_SHORT PROBLEM_.
Copy out verbatim the lines starting at the one containing "around the steel" and ending with the final line of the dataset entries, both included.

Dataset entries:
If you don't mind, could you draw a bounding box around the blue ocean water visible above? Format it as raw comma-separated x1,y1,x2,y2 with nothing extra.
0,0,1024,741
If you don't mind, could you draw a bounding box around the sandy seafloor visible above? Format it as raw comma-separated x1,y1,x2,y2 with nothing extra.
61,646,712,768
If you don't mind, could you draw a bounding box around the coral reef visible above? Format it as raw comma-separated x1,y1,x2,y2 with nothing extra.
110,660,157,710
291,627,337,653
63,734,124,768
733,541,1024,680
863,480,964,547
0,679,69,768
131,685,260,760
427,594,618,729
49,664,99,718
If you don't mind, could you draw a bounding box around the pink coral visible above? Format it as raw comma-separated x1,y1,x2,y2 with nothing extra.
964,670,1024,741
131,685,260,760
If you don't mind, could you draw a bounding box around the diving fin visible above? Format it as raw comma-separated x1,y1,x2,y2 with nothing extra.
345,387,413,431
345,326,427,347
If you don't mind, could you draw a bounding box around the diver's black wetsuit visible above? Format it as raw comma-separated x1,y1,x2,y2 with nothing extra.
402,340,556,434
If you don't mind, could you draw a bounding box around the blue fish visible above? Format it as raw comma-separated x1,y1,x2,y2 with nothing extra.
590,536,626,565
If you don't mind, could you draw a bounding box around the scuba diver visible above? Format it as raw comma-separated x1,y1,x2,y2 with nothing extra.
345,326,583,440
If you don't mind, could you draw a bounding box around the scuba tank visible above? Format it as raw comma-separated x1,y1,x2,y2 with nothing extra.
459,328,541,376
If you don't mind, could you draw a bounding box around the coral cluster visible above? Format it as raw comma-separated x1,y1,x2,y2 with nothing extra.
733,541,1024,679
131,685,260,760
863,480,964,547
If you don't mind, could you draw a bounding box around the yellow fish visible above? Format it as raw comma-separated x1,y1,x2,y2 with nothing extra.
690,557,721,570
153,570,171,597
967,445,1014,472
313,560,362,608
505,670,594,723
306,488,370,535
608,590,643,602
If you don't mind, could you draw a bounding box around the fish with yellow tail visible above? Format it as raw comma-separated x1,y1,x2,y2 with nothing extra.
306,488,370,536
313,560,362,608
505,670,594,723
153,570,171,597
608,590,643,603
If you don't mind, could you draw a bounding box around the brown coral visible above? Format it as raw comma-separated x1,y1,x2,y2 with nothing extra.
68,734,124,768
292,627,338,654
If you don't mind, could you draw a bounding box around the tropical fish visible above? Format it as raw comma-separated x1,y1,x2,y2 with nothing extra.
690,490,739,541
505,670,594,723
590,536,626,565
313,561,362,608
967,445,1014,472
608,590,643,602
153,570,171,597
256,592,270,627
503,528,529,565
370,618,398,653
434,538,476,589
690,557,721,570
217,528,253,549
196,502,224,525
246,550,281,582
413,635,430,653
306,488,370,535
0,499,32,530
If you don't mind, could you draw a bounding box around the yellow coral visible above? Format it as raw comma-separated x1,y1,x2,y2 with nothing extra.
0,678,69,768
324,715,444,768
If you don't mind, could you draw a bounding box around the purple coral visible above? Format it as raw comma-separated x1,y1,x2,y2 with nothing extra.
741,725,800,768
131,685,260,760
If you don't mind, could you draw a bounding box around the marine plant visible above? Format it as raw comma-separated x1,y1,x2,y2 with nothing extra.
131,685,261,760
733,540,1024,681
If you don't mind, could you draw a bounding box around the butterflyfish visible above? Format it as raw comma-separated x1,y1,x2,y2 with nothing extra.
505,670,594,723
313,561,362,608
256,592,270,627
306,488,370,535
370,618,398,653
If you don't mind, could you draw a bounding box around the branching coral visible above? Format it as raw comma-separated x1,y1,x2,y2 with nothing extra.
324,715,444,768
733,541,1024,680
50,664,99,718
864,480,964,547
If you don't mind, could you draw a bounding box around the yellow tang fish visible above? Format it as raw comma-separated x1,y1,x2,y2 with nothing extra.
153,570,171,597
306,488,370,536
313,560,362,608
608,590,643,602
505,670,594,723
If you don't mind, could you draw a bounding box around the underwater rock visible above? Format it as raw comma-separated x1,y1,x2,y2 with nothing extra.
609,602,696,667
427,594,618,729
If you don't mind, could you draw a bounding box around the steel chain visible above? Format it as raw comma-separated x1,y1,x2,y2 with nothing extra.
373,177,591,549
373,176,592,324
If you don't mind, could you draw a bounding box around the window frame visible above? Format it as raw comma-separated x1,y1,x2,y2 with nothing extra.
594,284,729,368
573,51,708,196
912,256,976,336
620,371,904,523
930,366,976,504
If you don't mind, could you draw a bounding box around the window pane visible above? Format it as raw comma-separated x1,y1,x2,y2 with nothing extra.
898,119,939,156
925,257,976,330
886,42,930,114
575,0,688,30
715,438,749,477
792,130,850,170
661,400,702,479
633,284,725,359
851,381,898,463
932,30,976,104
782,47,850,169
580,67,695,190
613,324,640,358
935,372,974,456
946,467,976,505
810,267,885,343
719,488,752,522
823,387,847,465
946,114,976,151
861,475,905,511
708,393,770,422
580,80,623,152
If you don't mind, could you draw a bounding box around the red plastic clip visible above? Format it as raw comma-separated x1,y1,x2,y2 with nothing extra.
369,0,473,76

_RESPONSE TO THE EXERCISE_.
If you don't mind, could you draw a bounding box around the steel chain visible above? Format it as raw comma-separated x1,y1,x2,y2 with nothing extra.
373,177,591,549
373,176,592,324
If you don't mind, could you draw a bounding box around the window frame visible above? Format it as raw comma-separated x1,y1,x2,y2 with nothing extra.
594,284,729,368
573,51,708,196
912,256,976,336
620,371,904,523
930,366,976,504
If you don't mind, could you draw a bounding box around the window pane visible above? Format it as raw comma-separated x1,y1,x2,y2 with nothing extra.
898,119,939,156
925,257,976,330
886,42,930,114
575,0,688,30
715,438,749,477
792,130,850,170
661,400,702,479
633,284,725,359
851,381,898,463
932,30,976,104
782,47,850,169
580,67,695,190
613,324,640,358
935,372,974,456
946,467,976,505
810,267,885,343
719,488,752,522
823,387,847,465
946,114,976,151
861,475,905,511
708,393,770,422
580,80,623,152
If you don't mind, could you draw a bounding box around the red plastic clip visible above? Format it as raw comma-separated x1,y1,x2,y2 with nothing extra.
369,0,473,76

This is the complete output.